=== PAGE EXTRACT ===
---

During the semester, a couple of Silicon Valley lawyers came to talk to one of his law school classes. As we’ve seen, many American tech companies have large operations in Europe, often to take advantage of low corporate tax rates.

During Max’s class, these lawyers laughed about Europe’s privacy rules. They did not take them seriously. Why? Because even if a company broke the law, these lawyers said, the penalties for bad behavior were so small that they really didn’t mean much.

Now looking back at what happened further down the line, what these lawyers said must go down as one of the most idiotic things to say to a bunch of law students. And that is particularly true for what Max Schrems did next.

Like many students, Max was not sure what to write about for one of his college papers. So, based on what he had heard the Silicon Valley lawyers say, he decided to write about how Facebook dealt with European privacy rules. Why Facebook? Mostly because at the time, it was gaining traction in Europe after becoming popular in the U.S. And, it was the first name that came to him.

So what did Max do? First, he sent a request to Facebook’s operations in Ireland — the company’s office that have official control of the data on its non-American users. He asked them for all of the data that Facebook had collected on him since he signed up in 2008.

Within a month, he heard back from Facebook. And, more important, Facebook sent him a C.D. that contained more than 1,200 pages of information — from his friend requests to what he had written on other people’s Facebook walls.

You can see some of the redacted information in this picture of Max.

Max Schrems with the redacted information that he received from Facebook

Now, most of us would have stopped there. But Max didn’t. Instead, he was shocked that Facebook had held onto digital information, including some very personal online messages, that he had deleted from the social network.

Under European law, this is not allowed. So, like any soon-to-be lawyer, Max filed a number of legal complaints in 2011 with the Irish privacy regulator against Facebook.

Remember this place?

It’s the Irish privacy regulator, sat above the local supermarket.

The main office of Ireland’s Data Protection Commissioner

On the back of Max’s complaints, Ireland’s privacy regulator eventually conducted an audit over how Facebook handled the online personal information of its non-American users. And while Max and other privacy advocates said the review did not go far enough, Facebook eventually agreed to make a number of changes to how it handled people’s data.

That included how long Facebook held onto some of people’s digital information.

It is worth stopping here for a minute.

Here we have a 24-year-old Austrian student taking on what would soon become one of the largest technology companies in the world. Max used European privacy rules to gain access to his digital information. He then brought legal complaints against Facebook to a European privacy regulator. And after a lot of legal wrangling, Facebook changed some of its ways.

It would be an example of things to come.

---

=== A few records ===
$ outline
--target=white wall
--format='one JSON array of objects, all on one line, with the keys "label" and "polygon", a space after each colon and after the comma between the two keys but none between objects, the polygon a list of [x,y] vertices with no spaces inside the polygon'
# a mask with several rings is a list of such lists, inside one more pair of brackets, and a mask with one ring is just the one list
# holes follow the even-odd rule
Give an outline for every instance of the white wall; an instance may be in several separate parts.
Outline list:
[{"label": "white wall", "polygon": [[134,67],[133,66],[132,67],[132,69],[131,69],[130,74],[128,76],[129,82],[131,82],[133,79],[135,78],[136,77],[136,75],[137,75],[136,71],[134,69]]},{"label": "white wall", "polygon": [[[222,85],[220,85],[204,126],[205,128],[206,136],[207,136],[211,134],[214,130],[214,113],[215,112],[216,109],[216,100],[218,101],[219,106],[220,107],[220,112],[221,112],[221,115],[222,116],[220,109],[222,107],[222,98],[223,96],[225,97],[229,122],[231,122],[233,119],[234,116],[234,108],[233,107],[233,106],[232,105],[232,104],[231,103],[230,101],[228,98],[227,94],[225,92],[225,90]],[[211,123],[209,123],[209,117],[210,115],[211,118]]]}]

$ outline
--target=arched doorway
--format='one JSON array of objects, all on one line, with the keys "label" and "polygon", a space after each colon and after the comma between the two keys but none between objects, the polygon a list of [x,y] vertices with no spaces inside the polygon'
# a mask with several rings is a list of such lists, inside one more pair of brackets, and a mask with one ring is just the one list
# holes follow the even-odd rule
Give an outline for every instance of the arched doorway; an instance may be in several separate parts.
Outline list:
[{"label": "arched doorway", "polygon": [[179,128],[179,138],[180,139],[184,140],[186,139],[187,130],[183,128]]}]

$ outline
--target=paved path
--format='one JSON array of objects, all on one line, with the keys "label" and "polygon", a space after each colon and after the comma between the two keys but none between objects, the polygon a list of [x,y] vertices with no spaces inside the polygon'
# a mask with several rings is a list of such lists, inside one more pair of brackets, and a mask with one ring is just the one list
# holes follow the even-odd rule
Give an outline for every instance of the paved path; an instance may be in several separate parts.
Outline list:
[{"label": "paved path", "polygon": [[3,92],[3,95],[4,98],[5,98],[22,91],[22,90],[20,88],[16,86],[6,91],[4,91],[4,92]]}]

---

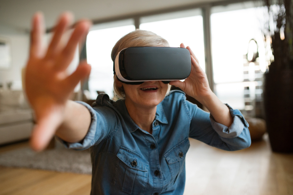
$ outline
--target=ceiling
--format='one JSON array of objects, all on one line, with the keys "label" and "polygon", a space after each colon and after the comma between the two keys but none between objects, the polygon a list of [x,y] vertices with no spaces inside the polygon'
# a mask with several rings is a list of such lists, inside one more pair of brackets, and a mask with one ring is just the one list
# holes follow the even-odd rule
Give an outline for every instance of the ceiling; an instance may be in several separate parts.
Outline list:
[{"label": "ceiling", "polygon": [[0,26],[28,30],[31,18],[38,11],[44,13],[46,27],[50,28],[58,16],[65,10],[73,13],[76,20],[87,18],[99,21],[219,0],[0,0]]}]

---

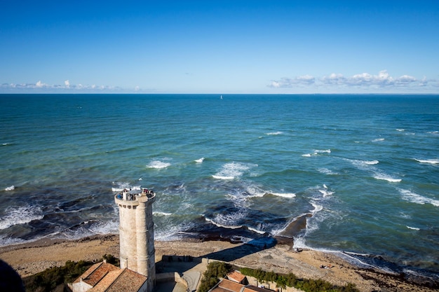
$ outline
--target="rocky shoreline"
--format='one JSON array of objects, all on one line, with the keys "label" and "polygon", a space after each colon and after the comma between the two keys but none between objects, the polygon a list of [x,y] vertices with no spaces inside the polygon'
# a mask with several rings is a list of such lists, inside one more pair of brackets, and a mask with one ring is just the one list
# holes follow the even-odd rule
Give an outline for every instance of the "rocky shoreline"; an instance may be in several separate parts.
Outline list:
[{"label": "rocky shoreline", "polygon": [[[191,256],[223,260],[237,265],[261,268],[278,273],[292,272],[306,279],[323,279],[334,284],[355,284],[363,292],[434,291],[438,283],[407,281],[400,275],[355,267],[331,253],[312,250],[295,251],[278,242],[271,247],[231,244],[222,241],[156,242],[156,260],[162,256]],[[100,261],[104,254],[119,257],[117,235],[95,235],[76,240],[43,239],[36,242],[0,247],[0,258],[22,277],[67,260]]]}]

---

Pick up the piece about Max Schrems and his privacy complaints against Facebook after its final sentence and continue writing it.

We must now fast forward to 2013 when Edward Snowden, the former contractor for the National Security Agency, or N.S.A., enters the story.

Edward Snowden, a former contractor for the N.S.A., published details about a number of clandestine programs run by U.S. intelligence agencies.

Now, Snowden deserves a lecture all to himself. So I will just focus on how his revelations about the N.S.A.’s alleged surveillance activities relate to Europe’s push to become a global internet watchdog.

Among his many revelations, Snowden claimed that American intelligence agencies had used a program called Prism to gain access to Europeans’ personal information held by Facebook.

I must also say here that Facebook denies these allegations. And the U.S. government has never officially confirmed that it has the surveillance programs that Snowden made public.

But allegations that Europeans’ digital data may have been unlawfully accessed by the N.S.A. was like catnip to Max Schrems.

Soon after Snowden’s revelations were made public, Max filed another complaint with the Irish against Facebook. This time, he accused the company of mishandling Europeans’ online information through their participation in Prism. Facebook denied these accusations.

The basic questions Max was asking was this: How safe is your data held by American tech companies like Facebook and what protections do Europeans have when that data is moved out of Europe?

Most American tech companies shift people’s digital information around a vast network of global servers, many of which are based in the United States. So by filing his complaint against Facebook, Max was questioning whether such practices were safe. And if they weren’t, should Europe do something about it?

Just like in the Costeja-Google case we talked about earlier, Ireland’s judges asked the European Court of Justice — the region’s highest court — to step in at this point to make a ruling because of the potentially global significance of the case.

At stake was whether companies could continue moving digital information between Europe and the United States.

As we have seen, data has become central to our everyday lives.

And any ruling that would limit such so-called cross-border data transfers would likely have a significant impact on thousands of businesses. Let alone how you and I use digital services.

So this takes us to October of last year.

In their legal decision, Europe’s judges ruled that Europeans’ data was not fully protected when sent to the United States.

They were saying that the U.S. — despite its own privacy protections and its longstanding rule of law — was not a safe place for Europeans’ digital data to be kept. This was specifically linked to the Snowden revelations. It focused on how some American government agencies may have illegally accessed Europeans information when it was transferred from Europe to the U.S.

To be clear, the U.S. government has never confirmed the existence of Prism or any of the other programs revealed by Snowden.

And in one fell swoop, these European judges cancelled a 15-year-old transatlantic data transfer deal known as ‘Safe Harbor.’

This agreement had allowed everyone from Google to General Electric to freely move digital information between Europe and the U.S. These interactions had underpin hundreds of billions of dollars of business and allowed you and me to readily access everything from Facebook posts to iTunes videos to Amazon shopping trends.

It is worth noting how many companies were affected by the ruling, which came into force overnight.

About 4,000 companies had relied on the ‘Safe Harbor’ agreement to move data across the Atlantic. These were not just the likes of Amazon and Facebook. It included non-tech businesses that moved payroll or pension information between Europe and the U.S., and American companies — maybe some from here in Utah — that had held information on their European clients.

Almost overnight, this digital highway between two of the world’s largest economies had been shut down.

It was an unprecedented move.

One that has without a doubt changed how digital data is shared between Europe and the U.S.

And it all stemmed from a twenty-something Austrian student who had once been told by a couple of Silicon Valley lawyers that Europe’s privacy rules were not worth the paper they were printed on.

The European court decision to cancel the ‘Safe Harbor’ data deal left American and European policy makers in a bind.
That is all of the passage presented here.